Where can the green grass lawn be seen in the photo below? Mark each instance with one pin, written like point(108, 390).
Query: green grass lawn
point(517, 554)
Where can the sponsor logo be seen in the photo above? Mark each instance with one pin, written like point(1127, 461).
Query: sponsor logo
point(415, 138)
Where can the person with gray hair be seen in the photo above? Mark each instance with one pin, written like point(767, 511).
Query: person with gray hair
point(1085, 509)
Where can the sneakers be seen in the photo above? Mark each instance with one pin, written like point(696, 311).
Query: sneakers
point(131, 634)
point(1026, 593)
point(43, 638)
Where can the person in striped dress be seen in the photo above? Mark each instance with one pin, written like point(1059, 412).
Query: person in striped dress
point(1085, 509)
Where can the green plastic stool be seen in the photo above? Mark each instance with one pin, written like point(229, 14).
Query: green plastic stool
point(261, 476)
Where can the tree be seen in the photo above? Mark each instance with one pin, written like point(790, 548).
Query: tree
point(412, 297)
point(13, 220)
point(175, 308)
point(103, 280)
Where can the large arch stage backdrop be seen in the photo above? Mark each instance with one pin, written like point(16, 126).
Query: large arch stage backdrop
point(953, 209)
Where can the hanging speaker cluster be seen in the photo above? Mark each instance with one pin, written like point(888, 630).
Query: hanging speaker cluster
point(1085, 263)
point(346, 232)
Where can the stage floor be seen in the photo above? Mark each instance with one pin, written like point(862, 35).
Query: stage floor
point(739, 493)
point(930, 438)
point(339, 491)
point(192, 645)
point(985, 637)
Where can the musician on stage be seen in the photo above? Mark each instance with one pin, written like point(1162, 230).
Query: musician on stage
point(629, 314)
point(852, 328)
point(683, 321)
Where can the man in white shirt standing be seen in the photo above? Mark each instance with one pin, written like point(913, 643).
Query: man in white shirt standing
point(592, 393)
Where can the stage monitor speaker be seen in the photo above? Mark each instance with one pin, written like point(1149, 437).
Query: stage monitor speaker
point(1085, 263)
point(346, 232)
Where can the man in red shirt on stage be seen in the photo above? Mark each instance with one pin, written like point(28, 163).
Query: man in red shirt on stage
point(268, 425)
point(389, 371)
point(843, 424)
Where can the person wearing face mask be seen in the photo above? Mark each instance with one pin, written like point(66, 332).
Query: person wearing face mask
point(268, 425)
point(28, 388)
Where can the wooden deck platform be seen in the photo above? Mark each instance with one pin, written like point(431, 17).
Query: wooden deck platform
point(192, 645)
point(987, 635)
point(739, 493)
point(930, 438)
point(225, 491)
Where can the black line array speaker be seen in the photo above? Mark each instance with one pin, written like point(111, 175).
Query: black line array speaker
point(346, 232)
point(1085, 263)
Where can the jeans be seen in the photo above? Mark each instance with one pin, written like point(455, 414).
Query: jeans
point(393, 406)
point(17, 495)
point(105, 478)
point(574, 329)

---+---

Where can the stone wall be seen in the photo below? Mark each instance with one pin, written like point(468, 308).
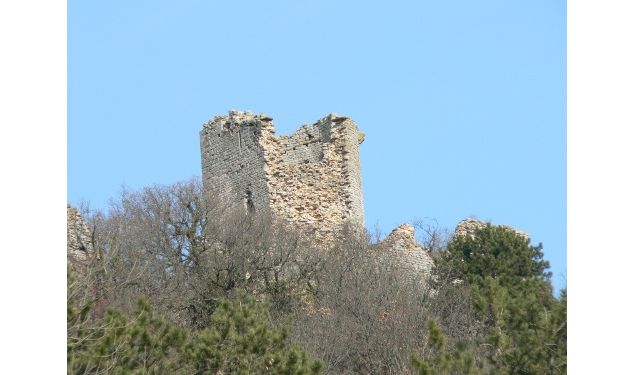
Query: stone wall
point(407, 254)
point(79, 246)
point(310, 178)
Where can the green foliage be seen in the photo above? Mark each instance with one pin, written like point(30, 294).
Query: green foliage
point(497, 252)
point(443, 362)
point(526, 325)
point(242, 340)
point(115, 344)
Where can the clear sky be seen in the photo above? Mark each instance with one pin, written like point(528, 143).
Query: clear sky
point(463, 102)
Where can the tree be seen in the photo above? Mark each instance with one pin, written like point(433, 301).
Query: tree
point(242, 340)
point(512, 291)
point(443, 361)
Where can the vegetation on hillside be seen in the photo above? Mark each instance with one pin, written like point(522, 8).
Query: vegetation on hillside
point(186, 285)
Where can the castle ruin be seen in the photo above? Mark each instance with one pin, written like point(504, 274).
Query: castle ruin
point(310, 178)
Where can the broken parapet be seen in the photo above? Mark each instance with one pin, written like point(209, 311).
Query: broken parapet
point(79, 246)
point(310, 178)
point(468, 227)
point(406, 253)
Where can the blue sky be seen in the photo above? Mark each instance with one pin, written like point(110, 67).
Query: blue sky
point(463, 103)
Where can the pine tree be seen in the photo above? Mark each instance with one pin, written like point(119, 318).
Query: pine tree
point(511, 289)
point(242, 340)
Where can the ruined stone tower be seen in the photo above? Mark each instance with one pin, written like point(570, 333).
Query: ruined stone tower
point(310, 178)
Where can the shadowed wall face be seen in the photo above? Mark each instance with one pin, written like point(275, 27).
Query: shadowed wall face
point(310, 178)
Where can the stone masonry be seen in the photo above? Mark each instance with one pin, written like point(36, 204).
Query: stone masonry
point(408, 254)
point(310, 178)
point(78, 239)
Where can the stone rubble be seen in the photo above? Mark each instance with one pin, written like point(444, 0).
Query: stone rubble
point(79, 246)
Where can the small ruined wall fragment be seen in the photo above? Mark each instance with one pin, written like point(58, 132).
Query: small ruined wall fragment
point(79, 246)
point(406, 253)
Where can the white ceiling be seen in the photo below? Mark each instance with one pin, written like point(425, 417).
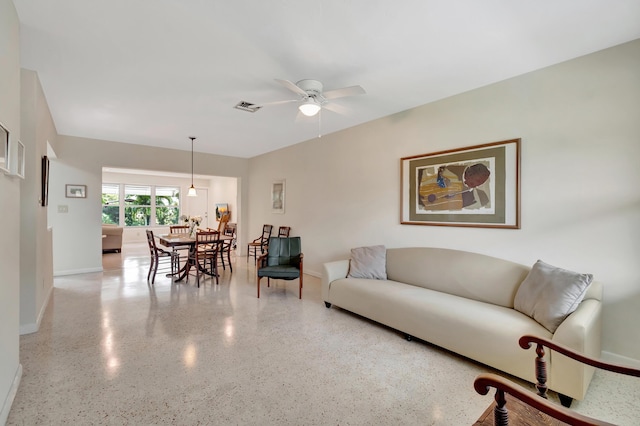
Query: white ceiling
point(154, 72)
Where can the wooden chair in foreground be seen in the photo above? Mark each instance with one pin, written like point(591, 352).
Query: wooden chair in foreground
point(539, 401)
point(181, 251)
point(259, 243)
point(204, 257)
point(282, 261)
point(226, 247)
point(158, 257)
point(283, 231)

---+---

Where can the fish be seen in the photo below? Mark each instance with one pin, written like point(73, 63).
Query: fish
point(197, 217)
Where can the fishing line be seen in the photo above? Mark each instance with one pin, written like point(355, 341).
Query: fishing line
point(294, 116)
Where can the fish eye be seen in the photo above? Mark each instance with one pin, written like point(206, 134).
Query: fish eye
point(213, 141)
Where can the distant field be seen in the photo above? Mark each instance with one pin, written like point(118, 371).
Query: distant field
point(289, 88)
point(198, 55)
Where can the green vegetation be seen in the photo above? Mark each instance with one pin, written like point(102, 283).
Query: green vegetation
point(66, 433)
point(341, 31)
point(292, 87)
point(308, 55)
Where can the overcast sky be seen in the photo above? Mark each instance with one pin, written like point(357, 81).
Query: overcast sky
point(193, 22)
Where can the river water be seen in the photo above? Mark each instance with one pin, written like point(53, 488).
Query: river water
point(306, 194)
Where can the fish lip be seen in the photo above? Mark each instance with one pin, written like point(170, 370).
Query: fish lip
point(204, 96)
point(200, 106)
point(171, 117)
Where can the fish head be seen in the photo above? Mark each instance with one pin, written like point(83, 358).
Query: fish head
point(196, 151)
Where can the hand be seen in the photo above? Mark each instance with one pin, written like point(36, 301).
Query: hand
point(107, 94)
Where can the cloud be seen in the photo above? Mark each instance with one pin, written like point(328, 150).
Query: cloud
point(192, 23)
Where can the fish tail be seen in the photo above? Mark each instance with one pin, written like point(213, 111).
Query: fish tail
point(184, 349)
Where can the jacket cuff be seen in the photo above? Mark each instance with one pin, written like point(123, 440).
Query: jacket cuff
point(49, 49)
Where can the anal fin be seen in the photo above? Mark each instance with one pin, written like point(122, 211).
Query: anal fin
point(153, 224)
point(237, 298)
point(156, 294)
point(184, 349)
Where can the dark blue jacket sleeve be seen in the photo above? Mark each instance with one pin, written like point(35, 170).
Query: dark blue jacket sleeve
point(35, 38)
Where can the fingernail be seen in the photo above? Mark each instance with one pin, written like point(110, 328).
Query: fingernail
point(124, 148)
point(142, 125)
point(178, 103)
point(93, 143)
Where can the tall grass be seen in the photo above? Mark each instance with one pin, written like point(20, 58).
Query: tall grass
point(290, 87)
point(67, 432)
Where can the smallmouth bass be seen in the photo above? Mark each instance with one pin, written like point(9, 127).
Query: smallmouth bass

---+---

§ EXERCISE:
Update the material from the line with "Where can the green grass" down to the line with "point(592, 393)", both included. Write those lines out again with "pin" changed to "marker" and nothing else altered.

§ TASK OUTPUT:
Where can the green grass lawn be seen in the photo below? Mark each instance with one marker, written like point(108, 390).
Query: green grass lawn
point(517, 554)
Where can the sponsor logo be seen in the photo above? Mark each instance with one marker, written like point(1127, 461).
Query: sponsor logo
point(415, 138)
Where can the person with gray hair be seen in the photo above? Mark each instance with one marker, written like point(767, 511).
Query: person with gray hair
point(1085, 509)
Where can the sneakers be seen in the photo above? Mark each instance with one marker, written like point(696, 311).
Query: sneakers
point(131, 634)
point(1026, 593)
point(43, 638)
Where can the person in striped dress be seen in the photo above? Mark each instance with one marker, written like point(1059, 412).
Query: person in striped dress
point(1085, 509)
Where can the green plastic stool be seen in the photo above? Mark each instance with one marker, written like point(229, 14).
Query: green plastic stool
point(261, 476)
Where can the tree be seen in the photo above? Mark each instance with one marker, written like point(790, 548).
Query: tree
point(412, 297)
point(13, 220)
point(175, 308)
point(103, 280)
Where can the large arch stage backdrop be seen in the photo above? Mark each instance with one marker, written like point(16, 126).
Query: large arch stage backdrop
point(953, 209)
Where can the hanging speaker cluster be seen in the photo above? Mark each instance with one marker, written like point(888, 630).
Query: hanging speaker cluster
point(1085, 263)
point(346, 232)
Where can the stage floor be seen in the photo above? Mark each instance with one marker, written like point(862, 35).
Query: stage floor
point(739, 493)
point(930, 438)
point(339, 491)
point(192, 645)
point(985, 637)
Where can the musician on stage be seen in the photo above? Mark each instance with one marker, written like point(1162, 230).
Query: musician on stage
point(629, 314)
point(852, 328)
point(683, 321)
Where can the man in white shirt standing be seen in the photo above? Mark each instance with one marker, written like point(913, 643).
Query: man in white shirt standing
point(592, 393)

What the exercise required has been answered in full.